> **Supplied data**:
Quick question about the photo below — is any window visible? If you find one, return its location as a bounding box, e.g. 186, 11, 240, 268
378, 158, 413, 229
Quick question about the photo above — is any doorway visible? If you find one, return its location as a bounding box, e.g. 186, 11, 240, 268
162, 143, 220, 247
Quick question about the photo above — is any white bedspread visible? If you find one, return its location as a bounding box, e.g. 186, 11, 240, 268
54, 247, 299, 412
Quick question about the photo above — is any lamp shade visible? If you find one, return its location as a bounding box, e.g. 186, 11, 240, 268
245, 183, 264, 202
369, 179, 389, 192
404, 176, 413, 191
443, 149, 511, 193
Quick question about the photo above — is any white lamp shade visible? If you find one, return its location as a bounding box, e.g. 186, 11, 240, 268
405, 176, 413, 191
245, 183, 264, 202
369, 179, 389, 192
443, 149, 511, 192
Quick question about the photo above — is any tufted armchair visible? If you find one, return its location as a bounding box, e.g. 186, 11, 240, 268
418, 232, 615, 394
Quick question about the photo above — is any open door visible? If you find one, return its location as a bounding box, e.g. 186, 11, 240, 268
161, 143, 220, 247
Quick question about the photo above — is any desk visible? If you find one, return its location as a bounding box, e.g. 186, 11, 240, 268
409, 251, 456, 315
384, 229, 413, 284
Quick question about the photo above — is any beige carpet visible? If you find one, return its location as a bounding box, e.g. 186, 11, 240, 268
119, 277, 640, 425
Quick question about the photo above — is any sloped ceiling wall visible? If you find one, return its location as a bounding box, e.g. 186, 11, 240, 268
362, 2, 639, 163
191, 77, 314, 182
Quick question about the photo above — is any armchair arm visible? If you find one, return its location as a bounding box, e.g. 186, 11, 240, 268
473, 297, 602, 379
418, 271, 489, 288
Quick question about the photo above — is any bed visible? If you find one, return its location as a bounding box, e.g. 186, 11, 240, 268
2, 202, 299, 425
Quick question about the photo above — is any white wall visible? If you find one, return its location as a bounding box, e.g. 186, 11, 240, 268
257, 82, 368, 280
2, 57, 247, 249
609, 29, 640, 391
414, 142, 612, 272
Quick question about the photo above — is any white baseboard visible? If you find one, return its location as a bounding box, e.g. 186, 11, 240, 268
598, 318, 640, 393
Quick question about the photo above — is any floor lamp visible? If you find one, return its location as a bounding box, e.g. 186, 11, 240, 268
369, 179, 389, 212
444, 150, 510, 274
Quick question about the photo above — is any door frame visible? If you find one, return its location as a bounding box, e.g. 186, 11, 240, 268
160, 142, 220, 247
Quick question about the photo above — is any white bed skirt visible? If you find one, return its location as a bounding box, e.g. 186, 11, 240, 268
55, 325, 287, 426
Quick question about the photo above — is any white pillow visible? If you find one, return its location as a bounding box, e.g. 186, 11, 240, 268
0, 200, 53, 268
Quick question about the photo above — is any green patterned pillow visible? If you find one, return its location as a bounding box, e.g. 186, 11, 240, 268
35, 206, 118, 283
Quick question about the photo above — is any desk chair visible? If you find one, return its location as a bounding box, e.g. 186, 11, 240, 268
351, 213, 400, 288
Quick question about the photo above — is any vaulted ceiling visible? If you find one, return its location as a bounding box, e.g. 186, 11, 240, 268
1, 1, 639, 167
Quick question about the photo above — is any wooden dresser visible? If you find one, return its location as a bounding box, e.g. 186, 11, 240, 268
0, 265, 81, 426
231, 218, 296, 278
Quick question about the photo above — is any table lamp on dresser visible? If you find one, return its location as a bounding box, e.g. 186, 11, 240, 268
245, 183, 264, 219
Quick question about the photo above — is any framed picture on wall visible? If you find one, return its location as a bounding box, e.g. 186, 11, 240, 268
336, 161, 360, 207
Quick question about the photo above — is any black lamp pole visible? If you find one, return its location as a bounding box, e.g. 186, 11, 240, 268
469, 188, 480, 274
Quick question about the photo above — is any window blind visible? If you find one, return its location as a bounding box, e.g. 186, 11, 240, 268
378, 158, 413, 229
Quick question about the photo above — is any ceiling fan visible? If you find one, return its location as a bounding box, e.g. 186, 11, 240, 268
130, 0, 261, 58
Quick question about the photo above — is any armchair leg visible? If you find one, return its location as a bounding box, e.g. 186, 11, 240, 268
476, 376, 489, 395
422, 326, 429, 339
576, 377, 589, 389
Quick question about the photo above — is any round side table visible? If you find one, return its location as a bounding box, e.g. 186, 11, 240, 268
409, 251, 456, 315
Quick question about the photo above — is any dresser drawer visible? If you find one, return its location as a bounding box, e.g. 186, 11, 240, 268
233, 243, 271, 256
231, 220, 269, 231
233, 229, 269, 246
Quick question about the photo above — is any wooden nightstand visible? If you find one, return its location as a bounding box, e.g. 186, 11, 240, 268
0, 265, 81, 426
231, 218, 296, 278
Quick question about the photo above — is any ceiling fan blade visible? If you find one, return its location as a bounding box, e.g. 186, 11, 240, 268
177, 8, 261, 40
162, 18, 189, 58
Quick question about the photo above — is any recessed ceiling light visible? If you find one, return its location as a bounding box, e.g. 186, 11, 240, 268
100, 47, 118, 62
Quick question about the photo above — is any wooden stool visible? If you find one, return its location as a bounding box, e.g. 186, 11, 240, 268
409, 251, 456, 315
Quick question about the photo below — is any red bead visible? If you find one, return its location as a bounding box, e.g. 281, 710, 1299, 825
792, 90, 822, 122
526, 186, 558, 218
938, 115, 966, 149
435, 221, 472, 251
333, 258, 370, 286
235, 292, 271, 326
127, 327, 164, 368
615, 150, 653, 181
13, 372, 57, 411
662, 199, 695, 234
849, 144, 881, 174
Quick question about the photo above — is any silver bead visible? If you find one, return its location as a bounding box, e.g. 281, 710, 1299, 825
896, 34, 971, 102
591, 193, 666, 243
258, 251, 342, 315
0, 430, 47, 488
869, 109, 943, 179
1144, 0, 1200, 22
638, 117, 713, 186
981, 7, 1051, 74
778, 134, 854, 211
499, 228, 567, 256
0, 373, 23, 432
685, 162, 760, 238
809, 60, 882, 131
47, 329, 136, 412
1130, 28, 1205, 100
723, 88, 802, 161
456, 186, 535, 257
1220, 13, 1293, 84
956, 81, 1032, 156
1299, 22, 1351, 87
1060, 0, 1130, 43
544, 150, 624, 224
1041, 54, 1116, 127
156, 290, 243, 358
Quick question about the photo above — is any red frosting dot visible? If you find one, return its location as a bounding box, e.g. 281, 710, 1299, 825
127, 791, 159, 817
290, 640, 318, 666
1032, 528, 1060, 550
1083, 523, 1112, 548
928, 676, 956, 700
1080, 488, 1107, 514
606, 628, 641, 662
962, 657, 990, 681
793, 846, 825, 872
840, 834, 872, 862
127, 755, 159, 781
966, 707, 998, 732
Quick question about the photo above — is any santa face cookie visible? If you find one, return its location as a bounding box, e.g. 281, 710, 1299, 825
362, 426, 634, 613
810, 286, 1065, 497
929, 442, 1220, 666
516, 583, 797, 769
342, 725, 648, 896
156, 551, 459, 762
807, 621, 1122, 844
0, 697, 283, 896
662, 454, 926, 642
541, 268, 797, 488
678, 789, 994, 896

> **Job**: In the material, starting at the line containing "Quick question about the photo above — is any white wall" and ending at the line containing "160, 142, 220, 247", replace "floor lamp" with "standing lamp" and give back only those lines, otherwise unchanged.

> **Final result**:
Quick question about the photo above — is any white wall visible? If you find one, return its location as a bounding box, e.g. 186, 11, 240, 268
257, 82, 368, 280
2, 57, 247, 249
609, 29, 640, 391
414, 142, 612, 272
Quick question about the photo above — is any white baseboard visible? If you find one, return its location as a bounding box, e.g. 186, 11, 240, 268
598, 318, 640, 393
Quick question about the photo above — is any standing lamp visible? If you find one, return its location as a bounding box, e.g. 186, 11, 240, 268
369, 179, 389, 212
444, 150, 510, 274
Quick question about the photo above — is any door frame visible? If you find one, return its location as a bounding box, e.g. 186, 11, 240, 268
160, 142, 220, 247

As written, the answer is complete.